WHAT YOU HAVE TO DO ->
With the records below as your source, retype each line exactly from the top down to the line that contains "Draw the outline of every instance of the terracotta", and include that line.

SUPPLIED DATA ->
BEGIN

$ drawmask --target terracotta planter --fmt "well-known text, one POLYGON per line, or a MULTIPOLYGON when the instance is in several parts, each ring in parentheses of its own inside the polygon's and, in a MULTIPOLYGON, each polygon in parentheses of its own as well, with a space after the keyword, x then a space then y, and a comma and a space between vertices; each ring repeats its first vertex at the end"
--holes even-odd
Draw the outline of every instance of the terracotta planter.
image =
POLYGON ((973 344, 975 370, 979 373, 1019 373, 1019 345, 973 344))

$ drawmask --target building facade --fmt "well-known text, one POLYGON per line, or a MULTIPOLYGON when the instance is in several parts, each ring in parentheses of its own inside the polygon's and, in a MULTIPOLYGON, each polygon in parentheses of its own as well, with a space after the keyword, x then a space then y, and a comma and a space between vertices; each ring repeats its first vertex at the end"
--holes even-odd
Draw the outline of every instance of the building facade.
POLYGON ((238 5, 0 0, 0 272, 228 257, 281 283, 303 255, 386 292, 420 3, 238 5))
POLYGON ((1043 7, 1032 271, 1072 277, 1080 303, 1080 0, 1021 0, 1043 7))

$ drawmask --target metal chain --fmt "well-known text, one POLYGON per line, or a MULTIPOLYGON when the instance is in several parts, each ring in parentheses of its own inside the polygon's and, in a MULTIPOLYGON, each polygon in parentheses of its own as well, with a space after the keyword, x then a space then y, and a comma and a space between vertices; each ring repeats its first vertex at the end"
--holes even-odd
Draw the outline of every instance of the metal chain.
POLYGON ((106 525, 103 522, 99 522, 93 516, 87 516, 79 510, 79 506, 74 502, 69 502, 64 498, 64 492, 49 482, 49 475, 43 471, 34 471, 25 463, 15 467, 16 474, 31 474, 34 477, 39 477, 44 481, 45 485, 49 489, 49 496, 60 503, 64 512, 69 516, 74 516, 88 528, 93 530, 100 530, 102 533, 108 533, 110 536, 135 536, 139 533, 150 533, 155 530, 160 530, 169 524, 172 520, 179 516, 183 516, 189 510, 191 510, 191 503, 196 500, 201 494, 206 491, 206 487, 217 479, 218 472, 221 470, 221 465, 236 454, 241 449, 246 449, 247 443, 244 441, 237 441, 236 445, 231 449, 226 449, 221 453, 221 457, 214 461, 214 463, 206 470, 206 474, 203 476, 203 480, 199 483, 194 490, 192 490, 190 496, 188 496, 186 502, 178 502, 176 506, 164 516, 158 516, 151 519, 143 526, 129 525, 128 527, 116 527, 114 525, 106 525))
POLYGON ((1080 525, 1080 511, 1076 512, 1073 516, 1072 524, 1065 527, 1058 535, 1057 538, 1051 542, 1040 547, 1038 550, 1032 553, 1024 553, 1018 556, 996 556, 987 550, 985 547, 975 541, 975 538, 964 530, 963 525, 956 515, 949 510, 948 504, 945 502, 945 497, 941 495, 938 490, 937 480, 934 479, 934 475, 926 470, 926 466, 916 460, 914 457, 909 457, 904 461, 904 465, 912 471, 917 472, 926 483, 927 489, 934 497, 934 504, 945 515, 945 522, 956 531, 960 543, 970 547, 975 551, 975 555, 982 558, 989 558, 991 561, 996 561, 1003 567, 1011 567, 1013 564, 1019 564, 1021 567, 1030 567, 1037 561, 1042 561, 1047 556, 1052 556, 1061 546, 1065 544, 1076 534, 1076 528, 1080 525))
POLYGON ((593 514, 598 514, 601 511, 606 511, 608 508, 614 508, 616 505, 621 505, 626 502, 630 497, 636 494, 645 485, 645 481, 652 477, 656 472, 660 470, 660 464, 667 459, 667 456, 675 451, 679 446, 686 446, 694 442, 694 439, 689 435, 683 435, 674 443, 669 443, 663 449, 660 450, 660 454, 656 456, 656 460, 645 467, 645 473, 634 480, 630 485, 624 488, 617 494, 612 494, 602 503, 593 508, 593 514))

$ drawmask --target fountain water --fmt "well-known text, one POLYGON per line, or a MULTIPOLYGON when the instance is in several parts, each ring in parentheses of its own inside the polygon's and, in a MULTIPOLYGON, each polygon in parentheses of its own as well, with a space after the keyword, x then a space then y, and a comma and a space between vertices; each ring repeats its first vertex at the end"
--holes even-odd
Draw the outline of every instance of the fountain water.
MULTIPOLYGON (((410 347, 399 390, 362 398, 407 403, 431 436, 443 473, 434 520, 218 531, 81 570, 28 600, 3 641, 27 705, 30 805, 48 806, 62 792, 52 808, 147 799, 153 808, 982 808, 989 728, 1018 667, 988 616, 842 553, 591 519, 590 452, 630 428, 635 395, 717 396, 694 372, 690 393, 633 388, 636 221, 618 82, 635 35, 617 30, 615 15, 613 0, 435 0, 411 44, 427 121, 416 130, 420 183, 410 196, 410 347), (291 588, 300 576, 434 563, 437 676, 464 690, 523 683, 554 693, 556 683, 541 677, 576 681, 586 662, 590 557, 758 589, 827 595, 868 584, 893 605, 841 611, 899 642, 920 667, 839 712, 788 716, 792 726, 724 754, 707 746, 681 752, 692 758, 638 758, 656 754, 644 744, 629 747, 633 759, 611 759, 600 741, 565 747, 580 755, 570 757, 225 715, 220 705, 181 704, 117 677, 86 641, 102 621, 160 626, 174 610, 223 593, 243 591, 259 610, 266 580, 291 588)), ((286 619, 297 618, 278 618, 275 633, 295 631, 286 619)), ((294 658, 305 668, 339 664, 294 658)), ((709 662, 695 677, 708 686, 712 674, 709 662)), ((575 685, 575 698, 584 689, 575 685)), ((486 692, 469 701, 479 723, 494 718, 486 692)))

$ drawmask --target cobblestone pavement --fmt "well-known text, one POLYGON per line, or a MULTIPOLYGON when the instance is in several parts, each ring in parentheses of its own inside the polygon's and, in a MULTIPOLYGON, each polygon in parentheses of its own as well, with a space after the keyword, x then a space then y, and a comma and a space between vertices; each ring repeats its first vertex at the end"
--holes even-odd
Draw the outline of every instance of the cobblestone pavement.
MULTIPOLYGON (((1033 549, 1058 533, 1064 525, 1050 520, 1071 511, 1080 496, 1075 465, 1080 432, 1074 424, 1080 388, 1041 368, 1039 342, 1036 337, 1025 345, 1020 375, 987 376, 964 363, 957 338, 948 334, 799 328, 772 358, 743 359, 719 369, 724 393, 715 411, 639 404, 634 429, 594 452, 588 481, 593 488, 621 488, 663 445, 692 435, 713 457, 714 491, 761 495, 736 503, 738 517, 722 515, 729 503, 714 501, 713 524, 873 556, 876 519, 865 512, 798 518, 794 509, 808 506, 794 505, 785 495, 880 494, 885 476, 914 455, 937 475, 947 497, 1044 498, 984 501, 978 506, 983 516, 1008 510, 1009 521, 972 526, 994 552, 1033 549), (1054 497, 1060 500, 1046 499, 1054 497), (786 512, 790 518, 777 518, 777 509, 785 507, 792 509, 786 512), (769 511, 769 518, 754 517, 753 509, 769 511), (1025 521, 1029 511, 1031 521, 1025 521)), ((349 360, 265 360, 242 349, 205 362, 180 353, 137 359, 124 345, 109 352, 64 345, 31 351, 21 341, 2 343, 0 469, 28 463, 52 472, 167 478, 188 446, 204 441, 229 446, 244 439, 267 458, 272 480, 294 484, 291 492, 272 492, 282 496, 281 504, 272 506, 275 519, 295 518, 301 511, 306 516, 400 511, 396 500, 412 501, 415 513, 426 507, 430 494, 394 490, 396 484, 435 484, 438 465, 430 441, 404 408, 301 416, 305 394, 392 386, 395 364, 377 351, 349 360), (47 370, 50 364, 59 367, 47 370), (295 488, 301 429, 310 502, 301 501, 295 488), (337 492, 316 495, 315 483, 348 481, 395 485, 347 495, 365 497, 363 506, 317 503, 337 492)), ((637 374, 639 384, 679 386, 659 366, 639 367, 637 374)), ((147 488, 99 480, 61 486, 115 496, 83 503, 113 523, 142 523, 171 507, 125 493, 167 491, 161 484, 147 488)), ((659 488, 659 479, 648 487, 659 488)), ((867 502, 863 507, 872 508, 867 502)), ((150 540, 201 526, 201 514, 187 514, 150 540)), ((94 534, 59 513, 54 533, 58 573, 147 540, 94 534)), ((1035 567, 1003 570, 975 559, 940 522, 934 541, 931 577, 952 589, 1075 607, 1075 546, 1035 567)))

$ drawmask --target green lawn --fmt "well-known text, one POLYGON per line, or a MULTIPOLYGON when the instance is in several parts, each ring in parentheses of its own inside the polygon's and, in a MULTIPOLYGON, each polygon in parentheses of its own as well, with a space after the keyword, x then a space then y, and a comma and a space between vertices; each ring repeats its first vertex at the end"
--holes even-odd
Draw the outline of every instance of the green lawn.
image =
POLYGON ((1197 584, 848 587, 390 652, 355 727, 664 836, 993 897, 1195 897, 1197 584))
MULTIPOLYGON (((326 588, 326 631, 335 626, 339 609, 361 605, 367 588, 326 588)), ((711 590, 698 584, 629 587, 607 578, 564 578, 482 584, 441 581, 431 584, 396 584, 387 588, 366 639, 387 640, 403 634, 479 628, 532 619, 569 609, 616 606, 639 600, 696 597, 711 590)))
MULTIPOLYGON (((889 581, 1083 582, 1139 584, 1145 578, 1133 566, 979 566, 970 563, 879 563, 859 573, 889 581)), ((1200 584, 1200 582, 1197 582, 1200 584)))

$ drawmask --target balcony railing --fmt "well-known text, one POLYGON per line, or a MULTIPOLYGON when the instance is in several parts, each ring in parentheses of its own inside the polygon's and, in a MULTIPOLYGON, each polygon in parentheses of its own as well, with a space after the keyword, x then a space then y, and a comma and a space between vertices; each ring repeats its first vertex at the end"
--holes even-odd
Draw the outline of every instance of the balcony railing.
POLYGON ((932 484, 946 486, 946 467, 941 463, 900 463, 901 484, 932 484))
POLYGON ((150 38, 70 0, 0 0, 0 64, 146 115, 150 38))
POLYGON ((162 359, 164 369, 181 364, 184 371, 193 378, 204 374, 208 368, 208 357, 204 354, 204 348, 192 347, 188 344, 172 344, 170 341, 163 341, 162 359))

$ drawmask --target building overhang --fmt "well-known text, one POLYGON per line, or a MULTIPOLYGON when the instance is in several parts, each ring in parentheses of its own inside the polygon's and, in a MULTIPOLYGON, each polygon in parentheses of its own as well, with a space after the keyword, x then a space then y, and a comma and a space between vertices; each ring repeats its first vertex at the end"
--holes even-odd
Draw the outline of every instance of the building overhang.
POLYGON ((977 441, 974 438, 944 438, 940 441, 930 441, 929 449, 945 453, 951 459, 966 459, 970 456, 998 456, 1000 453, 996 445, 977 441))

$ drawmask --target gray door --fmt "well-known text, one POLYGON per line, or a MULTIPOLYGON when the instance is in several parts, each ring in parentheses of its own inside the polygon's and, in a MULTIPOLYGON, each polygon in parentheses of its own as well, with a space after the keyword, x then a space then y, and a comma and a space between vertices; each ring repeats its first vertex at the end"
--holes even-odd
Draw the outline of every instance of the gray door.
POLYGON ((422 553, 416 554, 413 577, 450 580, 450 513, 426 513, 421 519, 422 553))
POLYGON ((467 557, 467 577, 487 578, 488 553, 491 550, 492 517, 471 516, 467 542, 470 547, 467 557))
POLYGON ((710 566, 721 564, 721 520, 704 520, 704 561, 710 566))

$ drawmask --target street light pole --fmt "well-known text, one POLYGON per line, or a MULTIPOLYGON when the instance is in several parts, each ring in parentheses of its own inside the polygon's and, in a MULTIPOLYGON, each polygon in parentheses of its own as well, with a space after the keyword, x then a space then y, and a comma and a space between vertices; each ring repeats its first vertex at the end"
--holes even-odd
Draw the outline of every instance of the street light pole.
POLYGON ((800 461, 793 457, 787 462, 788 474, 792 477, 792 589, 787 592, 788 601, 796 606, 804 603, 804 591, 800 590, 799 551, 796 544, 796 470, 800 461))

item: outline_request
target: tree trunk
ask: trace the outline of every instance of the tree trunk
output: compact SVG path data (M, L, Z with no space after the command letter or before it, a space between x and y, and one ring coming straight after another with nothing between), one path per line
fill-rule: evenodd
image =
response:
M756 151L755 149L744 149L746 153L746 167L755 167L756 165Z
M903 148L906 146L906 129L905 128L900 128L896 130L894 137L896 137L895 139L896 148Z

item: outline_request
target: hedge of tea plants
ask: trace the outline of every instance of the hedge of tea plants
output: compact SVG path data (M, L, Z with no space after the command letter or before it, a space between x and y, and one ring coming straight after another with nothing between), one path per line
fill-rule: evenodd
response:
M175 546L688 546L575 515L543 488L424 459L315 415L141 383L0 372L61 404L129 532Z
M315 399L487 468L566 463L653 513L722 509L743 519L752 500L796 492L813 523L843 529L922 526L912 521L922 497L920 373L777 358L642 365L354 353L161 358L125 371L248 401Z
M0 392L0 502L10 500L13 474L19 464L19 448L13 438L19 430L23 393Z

END

EXPECTED OUTPUT ->
$ drawmask --target terracotta planter --fmt "well-known text, one POLYGON per line, or a MULTIPOLYGON when the instance is in several parts, each ring in parentheses of its own inside the polygon's and, in a MULTIPOLYGON, each polygon in parentheses of its own as well, with a space after the keyword, x then a space then y, and a comma and a space between vertices; each ring repeats its first vertex at the end"
--holes even-odd
Draw the outline of every instance of the terracotta planter.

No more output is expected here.